### Provided text
While data encapsulation has its benefits, it is a poor tool to use as a technique for managing data that must cross component or system boundaries. This now happens frequently as workflows incorporate multiple technologies, whereas in the early days of object oriented programming, applications tended to be less interconnected. I will go even farther and state that domain specific data encapsulation is inappropriate for anything but localized usage—usually within the object itself or with a very limited set of interrelated objects. Instead, most data needs to be encapsulated and managed in a generic manner.

It has been my experience that many software development teams do not recognize that data encapsulation is an inappropriate implementation for the now common situation in which data is often used in workflow processes that bridge technologies. It has also been my experience that a lot of what I end up doing is:

  • managing data
  • changing its presentation
  • operating on it
  • consuming it
  • creating it
  • instrumenting it
  • verifying it

In almost all cases, I can extract clearly defined workflows and I can determine the complete set of data on which the workflow operates. However, when I look at the code, it’s a big mess. It is difficult to determine:

  1. what the processes are
  2. the data that the processes use
  3. rules that the workflow utilizes

Transitive Data

Data lifetime is frequently different from process lifetime. When object oriented design came along, it resulted in the lifetime of data being closely coupled with the lifetime of the processes (methods) that operate on the data. This association is not the intent of OOD, but rather an unintentional effect due to insufficient understanding and consideration of transitive data issues.

### Stored records
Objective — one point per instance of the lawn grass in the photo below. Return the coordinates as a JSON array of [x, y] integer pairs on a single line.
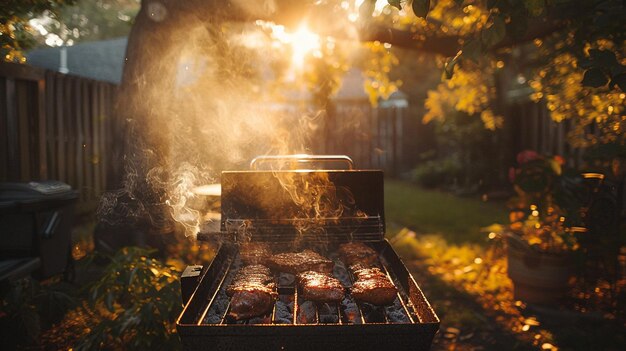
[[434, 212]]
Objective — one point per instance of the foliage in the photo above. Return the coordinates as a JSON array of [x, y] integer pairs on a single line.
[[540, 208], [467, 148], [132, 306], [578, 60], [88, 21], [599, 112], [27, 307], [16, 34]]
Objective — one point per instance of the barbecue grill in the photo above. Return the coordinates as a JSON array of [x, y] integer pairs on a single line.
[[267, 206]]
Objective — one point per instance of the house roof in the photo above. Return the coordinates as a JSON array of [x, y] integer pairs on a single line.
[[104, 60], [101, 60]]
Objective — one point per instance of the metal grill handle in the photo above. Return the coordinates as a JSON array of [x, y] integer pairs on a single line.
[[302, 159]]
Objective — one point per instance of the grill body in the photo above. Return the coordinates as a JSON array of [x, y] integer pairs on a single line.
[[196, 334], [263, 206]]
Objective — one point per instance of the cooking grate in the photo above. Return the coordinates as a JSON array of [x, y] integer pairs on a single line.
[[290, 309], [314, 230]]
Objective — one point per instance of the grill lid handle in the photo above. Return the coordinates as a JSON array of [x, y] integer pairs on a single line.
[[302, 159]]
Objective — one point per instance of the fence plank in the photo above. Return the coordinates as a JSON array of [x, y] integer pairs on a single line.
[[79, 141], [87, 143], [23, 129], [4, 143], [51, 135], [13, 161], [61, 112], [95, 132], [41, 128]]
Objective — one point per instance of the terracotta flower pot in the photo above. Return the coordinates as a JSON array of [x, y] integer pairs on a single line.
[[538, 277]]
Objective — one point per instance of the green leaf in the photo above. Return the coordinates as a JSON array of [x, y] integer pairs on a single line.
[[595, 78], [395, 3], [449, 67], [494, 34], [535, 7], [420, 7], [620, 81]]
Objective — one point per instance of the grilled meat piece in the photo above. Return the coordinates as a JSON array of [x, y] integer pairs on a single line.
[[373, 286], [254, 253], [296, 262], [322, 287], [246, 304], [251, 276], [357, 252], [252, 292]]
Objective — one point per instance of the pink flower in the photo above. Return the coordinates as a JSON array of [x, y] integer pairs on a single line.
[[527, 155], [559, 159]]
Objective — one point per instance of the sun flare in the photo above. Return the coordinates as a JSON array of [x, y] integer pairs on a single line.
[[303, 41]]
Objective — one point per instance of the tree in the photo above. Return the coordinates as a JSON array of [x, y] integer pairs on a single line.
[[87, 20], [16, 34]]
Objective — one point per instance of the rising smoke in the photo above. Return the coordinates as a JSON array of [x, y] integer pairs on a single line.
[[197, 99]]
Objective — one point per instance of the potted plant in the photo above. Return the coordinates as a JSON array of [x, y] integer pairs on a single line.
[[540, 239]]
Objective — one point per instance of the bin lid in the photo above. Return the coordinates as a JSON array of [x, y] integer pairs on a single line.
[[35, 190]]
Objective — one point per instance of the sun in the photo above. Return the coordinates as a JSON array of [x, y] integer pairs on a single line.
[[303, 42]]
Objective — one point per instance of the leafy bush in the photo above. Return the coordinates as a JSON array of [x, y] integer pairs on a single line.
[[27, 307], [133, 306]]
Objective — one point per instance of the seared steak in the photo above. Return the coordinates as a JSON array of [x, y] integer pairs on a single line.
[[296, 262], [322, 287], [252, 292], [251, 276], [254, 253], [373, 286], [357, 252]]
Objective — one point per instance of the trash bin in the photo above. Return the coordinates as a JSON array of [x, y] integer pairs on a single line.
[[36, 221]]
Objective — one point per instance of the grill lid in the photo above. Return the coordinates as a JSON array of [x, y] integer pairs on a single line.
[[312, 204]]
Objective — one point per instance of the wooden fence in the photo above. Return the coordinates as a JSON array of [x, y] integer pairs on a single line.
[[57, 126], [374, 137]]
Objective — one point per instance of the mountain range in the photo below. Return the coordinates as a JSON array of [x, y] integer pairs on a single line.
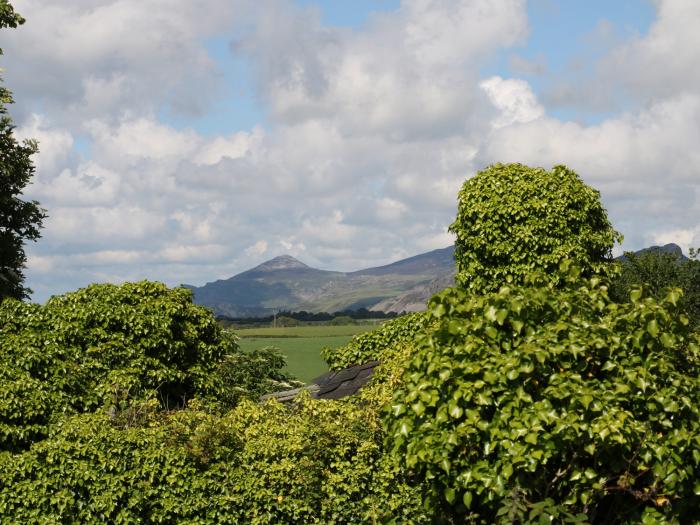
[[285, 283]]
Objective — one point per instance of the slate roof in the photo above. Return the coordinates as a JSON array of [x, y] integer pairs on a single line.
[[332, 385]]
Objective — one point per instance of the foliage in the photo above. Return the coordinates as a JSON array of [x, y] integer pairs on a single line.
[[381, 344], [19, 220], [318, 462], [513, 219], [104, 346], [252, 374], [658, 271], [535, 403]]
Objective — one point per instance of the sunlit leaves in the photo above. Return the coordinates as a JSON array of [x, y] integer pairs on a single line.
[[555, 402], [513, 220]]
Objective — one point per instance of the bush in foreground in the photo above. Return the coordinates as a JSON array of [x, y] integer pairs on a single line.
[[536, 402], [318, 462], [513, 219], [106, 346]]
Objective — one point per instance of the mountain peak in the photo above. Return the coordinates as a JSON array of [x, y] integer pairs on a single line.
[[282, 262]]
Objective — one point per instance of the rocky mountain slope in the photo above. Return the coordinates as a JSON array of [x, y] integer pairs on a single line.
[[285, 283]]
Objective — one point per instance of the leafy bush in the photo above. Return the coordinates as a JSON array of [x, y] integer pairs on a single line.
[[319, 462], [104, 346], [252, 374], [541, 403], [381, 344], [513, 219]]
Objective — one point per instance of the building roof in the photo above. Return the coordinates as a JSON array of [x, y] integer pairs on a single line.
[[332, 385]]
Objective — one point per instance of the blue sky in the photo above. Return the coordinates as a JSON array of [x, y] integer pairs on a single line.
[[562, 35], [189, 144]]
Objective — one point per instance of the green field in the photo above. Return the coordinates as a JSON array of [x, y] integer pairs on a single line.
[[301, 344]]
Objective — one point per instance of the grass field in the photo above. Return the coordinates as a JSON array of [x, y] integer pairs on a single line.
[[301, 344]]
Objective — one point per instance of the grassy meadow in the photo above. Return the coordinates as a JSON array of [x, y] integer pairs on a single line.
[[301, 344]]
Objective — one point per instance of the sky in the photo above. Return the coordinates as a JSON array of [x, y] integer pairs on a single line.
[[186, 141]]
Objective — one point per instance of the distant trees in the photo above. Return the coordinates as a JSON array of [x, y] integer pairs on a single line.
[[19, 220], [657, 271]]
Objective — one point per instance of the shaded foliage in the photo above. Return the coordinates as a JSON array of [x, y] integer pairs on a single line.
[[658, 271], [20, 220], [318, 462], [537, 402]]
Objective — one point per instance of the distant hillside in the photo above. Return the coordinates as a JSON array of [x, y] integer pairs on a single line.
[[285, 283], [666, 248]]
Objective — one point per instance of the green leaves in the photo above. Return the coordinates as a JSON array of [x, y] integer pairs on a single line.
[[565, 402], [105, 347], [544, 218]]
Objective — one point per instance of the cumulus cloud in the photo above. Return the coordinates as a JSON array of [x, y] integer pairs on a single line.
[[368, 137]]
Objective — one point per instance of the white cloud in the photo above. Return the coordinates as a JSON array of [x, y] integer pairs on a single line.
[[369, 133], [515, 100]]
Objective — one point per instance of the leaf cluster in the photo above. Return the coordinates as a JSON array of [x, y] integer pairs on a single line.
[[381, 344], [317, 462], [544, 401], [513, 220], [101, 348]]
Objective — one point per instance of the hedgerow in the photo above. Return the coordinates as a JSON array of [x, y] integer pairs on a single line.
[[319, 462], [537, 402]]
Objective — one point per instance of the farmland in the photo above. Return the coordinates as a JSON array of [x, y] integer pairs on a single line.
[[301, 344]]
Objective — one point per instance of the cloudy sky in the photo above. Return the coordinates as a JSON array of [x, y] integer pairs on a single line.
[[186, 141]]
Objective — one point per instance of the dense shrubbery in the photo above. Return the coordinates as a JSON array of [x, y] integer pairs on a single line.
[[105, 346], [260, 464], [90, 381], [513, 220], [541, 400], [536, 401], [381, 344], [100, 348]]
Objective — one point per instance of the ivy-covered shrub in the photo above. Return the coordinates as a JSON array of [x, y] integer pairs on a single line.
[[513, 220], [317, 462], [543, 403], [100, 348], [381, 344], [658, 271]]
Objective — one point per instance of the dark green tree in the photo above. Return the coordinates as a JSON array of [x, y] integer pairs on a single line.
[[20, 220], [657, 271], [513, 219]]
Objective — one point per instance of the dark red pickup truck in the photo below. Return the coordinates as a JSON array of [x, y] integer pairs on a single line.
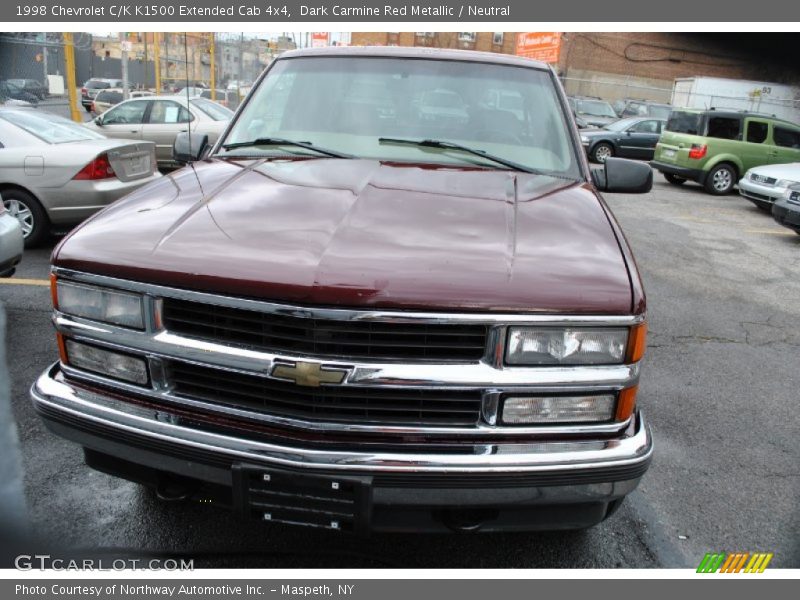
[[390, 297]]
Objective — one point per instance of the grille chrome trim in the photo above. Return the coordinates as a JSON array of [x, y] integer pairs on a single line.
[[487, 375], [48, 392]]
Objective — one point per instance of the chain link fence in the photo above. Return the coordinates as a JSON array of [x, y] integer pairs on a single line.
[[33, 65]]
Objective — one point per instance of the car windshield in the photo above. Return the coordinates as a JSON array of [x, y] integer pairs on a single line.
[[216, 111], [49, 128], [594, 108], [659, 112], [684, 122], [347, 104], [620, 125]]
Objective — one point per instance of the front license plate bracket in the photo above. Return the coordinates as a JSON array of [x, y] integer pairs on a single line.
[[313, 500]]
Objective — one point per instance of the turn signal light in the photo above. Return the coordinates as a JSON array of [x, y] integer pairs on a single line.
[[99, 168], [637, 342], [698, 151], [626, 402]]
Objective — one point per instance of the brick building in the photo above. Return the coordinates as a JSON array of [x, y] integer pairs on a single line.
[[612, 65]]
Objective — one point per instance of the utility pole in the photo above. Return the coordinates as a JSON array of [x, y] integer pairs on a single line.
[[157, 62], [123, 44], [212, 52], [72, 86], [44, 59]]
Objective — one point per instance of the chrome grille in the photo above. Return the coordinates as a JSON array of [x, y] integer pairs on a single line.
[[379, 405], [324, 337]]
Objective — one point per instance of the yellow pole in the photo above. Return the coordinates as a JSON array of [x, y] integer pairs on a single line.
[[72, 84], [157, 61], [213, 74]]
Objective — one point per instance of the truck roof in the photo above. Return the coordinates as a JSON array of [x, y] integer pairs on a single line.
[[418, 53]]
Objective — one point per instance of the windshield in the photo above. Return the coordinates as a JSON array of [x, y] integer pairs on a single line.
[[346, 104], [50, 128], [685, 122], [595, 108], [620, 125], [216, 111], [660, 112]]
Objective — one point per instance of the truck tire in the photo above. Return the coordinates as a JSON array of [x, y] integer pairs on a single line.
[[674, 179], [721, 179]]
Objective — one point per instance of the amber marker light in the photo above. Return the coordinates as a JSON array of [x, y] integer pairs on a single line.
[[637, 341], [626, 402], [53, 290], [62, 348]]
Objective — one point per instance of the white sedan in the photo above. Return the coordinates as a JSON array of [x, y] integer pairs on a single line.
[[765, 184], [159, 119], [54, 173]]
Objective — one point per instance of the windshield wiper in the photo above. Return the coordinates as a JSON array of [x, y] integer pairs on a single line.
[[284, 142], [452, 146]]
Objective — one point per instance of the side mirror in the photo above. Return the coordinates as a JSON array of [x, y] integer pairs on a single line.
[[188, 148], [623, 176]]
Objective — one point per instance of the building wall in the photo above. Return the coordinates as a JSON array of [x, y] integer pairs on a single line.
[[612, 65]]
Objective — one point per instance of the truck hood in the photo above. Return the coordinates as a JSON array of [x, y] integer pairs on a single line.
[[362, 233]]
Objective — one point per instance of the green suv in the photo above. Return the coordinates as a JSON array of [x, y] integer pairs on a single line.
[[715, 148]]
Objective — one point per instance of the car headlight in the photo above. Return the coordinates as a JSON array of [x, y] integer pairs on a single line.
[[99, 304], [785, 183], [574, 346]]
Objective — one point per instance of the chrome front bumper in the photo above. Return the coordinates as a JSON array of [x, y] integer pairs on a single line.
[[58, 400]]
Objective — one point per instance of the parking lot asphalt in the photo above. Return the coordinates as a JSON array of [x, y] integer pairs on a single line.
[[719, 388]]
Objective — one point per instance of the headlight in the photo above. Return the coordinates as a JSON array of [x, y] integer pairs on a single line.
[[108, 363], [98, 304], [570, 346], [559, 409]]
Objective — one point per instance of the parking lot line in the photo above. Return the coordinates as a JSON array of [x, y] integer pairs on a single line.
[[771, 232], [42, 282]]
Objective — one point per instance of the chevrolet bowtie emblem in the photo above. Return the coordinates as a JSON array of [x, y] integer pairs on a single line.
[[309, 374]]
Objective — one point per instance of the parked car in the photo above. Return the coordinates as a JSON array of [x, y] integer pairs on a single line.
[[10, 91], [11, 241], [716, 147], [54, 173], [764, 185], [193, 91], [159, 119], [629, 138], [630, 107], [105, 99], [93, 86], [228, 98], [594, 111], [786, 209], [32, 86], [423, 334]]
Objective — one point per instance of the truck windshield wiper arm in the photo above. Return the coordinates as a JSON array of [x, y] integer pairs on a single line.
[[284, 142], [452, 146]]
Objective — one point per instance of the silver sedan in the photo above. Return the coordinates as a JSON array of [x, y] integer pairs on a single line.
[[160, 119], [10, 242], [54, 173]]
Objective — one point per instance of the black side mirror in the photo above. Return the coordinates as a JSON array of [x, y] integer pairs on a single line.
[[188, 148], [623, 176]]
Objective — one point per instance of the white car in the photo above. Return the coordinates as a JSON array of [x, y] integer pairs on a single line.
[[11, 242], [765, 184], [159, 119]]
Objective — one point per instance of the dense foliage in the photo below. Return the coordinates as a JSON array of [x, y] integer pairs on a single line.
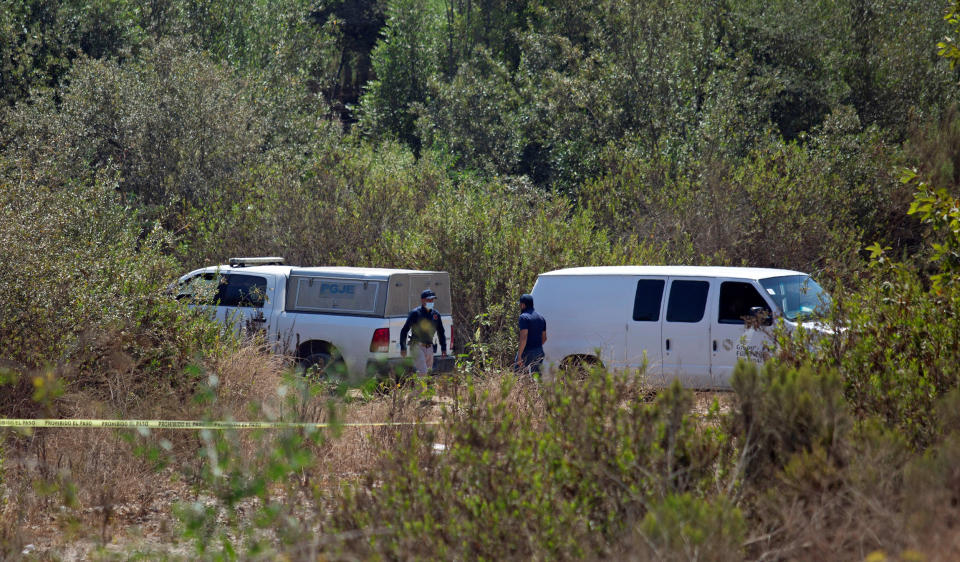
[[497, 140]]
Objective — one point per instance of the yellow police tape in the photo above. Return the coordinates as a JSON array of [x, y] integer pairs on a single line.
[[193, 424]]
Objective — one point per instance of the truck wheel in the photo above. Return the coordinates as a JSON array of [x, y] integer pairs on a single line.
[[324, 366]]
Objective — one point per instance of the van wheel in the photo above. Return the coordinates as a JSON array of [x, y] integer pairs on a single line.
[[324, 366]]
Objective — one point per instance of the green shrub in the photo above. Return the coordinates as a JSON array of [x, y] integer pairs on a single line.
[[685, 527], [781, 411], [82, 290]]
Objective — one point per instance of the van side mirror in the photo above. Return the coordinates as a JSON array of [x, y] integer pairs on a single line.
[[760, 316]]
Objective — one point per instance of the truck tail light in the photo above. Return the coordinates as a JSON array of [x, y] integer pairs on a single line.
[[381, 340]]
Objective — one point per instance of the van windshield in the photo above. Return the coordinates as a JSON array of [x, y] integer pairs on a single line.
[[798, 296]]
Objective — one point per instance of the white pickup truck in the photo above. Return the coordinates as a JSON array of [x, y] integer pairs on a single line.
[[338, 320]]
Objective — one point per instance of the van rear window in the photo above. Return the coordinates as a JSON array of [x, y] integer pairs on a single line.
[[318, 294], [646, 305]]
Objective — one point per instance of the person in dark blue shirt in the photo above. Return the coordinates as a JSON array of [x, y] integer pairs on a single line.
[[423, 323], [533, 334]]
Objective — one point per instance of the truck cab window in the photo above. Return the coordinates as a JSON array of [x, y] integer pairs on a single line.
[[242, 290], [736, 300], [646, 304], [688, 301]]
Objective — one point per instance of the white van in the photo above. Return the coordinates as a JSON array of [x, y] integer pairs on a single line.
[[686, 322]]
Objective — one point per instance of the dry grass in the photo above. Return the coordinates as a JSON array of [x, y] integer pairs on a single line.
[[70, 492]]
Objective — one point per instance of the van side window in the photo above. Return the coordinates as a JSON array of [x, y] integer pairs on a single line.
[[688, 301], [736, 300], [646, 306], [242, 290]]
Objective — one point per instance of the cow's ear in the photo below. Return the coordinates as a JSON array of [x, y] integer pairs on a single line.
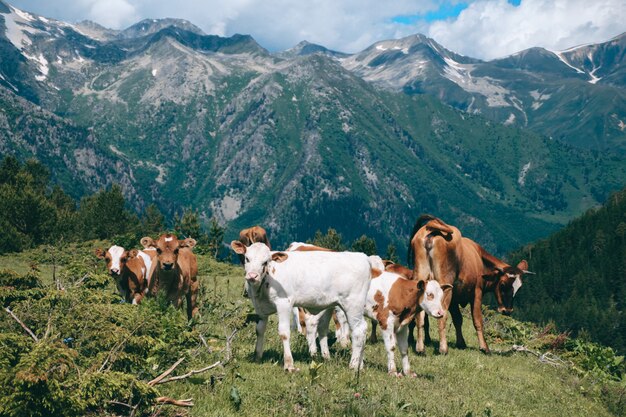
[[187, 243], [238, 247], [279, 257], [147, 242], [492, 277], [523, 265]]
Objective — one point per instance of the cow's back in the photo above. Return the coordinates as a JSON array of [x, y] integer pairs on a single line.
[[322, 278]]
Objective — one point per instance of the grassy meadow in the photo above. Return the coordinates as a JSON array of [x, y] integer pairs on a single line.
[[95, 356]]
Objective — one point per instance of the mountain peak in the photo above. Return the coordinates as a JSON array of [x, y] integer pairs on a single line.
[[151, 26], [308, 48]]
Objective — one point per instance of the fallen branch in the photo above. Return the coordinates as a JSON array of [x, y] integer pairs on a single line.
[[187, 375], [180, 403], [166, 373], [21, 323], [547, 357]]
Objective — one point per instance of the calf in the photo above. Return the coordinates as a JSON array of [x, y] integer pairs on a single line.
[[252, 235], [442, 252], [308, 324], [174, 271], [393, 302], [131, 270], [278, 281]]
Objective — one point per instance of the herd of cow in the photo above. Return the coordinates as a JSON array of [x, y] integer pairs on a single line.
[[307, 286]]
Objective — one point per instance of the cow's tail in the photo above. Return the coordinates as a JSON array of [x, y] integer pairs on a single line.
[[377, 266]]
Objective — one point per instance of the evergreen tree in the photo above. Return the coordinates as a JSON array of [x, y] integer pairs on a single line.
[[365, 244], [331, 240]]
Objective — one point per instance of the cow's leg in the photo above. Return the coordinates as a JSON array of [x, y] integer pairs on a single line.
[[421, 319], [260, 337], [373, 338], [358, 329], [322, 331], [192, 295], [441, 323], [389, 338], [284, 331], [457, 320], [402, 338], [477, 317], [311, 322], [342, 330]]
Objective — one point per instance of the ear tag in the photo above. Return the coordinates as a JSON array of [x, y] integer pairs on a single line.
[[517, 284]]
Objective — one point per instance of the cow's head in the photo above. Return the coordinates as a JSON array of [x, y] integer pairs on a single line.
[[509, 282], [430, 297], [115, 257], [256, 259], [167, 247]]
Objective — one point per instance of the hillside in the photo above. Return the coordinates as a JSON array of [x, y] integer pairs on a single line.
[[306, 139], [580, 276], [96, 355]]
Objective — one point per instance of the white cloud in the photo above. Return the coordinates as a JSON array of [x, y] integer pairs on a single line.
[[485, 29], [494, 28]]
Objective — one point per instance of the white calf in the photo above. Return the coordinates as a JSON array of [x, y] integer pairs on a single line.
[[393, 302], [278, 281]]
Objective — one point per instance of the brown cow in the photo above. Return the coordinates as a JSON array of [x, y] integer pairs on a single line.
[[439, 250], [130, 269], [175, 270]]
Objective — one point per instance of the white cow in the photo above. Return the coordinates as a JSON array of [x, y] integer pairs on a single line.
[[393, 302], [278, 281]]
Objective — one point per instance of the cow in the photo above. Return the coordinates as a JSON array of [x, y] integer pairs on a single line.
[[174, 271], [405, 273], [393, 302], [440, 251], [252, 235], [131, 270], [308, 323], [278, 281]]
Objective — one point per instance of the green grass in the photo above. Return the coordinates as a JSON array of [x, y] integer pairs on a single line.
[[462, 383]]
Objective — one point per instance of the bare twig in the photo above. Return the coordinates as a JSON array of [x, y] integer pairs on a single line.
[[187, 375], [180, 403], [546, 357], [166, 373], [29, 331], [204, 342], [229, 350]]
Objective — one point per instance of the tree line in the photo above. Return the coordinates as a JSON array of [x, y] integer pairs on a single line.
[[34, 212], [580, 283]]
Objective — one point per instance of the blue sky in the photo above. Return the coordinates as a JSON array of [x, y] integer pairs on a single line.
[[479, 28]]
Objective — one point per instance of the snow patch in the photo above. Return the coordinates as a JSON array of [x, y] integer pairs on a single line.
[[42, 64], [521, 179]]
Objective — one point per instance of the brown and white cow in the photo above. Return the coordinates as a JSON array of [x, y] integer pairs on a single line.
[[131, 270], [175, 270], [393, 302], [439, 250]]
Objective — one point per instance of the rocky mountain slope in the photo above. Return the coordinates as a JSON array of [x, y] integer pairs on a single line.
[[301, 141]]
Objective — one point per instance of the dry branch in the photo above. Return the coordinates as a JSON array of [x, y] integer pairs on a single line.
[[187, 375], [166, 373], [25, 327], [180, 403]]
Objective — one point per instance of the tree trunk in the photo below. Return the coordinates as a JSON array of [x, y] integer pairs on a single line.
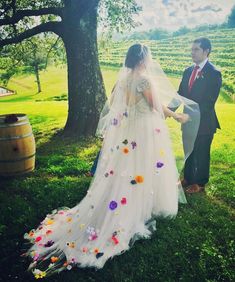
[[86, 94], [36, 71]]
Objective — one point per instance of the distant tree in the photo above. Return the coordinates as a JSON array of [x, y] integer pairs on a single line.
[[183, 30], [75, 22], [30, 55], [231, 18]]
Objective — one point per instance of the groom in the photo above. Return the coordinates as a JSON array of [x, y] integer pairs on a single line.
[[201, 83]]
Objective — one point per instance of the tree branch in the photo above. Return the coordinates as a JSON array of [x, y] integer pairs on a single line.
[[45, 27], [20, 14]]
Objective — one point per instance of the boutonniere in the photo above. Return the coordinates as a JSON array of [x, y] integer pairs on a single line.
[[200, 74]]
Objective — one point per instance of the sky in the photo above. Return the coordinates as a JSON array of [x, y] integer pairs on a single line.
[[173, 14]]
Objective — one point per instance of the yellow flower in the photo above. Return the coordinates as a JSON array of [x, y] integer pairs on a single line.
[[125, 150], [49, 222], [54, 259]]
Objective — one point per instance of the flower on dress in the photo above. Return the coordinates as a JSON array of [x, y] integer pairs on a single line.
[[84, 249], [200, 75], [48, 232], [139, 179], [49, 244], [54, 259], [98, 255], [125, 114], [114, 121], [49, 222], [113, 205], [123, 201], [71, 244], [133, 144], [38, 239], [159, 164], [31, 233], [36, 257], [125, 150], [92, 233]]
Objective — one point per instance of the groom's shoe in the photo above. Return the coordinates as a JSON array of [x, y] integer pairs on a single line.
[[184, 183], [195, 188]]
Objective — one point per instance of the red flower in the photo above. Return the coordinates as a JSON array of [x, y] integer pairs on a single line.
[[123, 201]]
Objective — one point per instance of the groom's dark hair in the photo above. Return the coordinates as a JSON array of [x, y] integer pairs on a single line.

### Task list
**A)** In the passage on data encapsulation, what does the lifetime of data frequently differ from?
**B)** Carry the passage on data encapsulation forward from its final sentence.
The listing is from a different source than the passage on data encapsulation.

### Responses in order
**A)** Process lifetime.

**B)**
I have classified data into three types based on lifetime:

  • Global data—data that persists for the lifetime of the application.
  • Transitive data—data that appears and disappears as events occur.
  • Local data—data that is tightly coupled with the persistence of a process.

While the Data Hub can manage global data, its main purpose in life is to manage transitive data. This kind of data usually is:

  1. Associated with events;
  2. Has a limited lifetime;
  3. Is utilized by multiple processes;
  4. Is by itself fairly meaningless, but when applied in conjunction with other transitive data, the entire data collection (or data set) acquires meaning on which a workflow can be based.

A Case Study

Here are the issues that must typically be considered in a point of sale system for one of my clients:

  1. the cost of the item
  2. the retail value of the item
  3. the quantity purchased
  4. the state tax
  5. whether the item is tax exempt (clothing < $50, consumables, etc.)
  6. whether the customer is tax exempt
  7. the customer’s discount
  8. the customer’s location (out of state doesn’t get taxed, except states where you have a presence)
  9. the purchasing method (Internet, phone call, walk-in, etc.), again for purposes of taxation (Internet taxes is inevitable)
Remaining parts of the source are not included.